Task objective: Transcribe the entries verbatim, everything from the start of the entries down to and including the line that contains "pixel 271 156".

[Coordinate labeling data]

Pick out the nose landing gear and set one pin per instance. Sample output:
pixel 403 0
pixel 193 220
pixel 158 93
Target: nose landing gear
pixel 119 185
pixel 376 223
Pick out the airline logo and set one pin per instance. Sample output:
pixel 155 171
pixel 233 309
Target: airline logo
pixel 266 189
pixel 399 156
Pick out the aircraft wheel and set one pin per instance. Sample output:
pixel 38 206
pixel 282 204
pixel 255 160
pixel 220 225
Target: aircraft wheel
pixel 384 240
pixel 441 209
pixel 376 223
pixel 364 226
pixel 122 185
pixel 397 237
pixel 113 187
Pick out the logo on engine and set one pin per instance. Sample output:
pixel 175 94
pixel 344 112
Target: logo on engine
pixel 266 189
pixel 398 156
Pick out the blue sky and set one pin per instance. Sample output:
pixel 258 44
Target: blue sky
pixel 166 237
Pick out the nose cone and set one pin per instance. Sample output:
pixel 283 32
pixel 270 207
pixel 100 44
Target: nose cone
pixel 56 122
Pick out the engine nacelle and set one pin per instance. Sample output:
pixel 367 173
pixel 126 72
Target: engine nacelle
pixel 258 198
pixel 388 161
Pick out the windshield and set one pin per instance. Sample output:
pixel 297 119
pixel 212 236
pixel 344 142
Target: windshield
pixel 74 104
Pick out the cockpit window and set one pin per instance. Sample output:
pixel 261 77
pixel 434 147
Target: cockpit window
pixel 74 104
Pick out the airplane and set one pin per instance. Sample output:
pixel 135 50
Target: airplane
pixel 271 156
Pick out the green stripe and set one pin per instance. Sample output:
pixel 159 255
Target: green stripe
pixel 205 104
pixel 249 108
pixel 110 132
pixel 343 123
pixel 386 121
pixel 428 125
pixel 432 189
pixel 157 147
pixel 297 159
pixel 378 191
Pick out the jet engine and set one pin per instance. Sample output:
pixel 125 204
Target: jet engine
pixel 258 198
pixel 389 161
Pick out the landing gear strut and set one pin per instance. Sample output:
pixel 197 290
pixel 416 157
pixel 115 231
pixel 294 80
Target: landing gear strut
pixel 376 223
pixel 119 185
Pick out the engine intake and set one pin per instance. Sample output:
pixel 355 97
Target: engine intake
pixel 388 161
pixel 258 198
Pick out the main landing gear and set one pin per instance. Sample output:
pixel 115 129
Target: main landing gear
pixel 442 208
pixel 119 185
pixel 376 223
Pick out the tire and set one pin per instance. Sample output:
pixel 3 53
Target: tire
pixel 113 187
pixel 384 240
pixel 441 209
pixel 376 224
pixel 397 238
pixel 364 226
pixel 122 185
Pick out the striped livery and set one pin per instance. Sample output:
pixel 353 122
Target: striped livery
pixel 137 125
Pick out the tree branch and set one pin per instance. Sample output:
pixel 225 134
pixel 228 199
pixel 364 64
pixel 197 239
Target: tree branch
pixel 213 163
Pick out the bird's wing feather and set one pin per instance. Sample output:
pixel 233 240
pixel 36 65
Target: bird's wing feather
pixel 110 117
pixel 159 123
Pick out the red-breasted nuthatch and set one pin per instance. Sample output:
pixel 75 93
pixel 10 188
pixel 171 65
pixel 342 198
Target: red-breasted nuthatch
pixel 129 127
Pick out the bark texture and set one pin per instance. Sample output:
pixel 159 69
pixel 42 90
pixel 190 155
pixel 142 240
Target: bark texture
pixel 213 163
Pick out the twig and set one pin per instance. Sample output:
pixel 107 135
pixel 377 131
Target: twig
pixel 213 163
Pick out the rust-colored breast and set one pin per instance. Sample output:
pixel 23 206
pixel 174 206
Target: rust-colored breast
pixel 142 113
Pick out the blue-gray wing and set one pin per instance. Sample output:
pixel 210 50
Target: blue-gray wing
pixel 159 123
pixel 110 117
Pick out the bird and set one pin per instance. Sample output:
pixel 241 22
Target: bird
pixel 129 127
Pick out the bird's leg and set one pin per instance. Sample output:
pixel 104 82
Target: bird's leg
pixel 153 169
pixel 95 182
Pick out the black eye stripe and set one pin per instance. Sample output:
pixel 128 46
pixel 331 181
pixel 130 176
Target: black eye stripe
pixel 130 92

Correct result:
Pick out the nose landing gear and set one pin per instance. Sample output:
pixel 403 0
pixel 193 220
pixel 158 93
Target: nose landing gear
pixel 119 185
pixel 376 223
Pick out the airline logo and set one pin per instance. Sample output:
pixel 155 171
pixel 233 309
Target: airline logo
pixel 266 189
pixel 399 156
Pick out the aircraft wheel and set one pin per instance. Sample output:
pixel 38 206
pixel 282 204
pixel 255 160
pixel 220 225
Target: aircraft wheel
pixel 384 240
pixel 441 209
pixel 376 223
pixel 364 226
pixel 122 185
pixel 397 237
pixel 113 187
Pick out the logo on engine and set one pin per instance. Sample output:
pixel 175 94
pixel 344 112
Target: logo on engine
pixel 266 189
pixel 398 156
Pick out the blue sky and set one pin per instance. Sample output:
pixel 258 44
Target: blue sky
pixel 166 237
Pick out the nose cone and set one pin per instance. Sample output:
pixel 283 32
pixel 270 207
pixel 100 44
Target: nose cone
pixel 56 122
Pick out the engine nacelle and set one pin per instance. Sample output:
pixel 367 173
pixel 126 72
Target: engine nacelle
pixel 258 198
pixel 388 161
Pick out the windshield and set one pin per instance. Sample output:
pixel 297 119
pixel 212 236
pixel 344 142
Target: windshield
pixel 74 104
Pick out the cockpit window and set one pin per instance. Sample output:
pixel 261 77
pixel 434 147
Target: cockpit window
pixel 74 104
Pick out the airplane and set one pin per instance. Sample output:
pixel 135 50
Target: airplane
pixel 271 156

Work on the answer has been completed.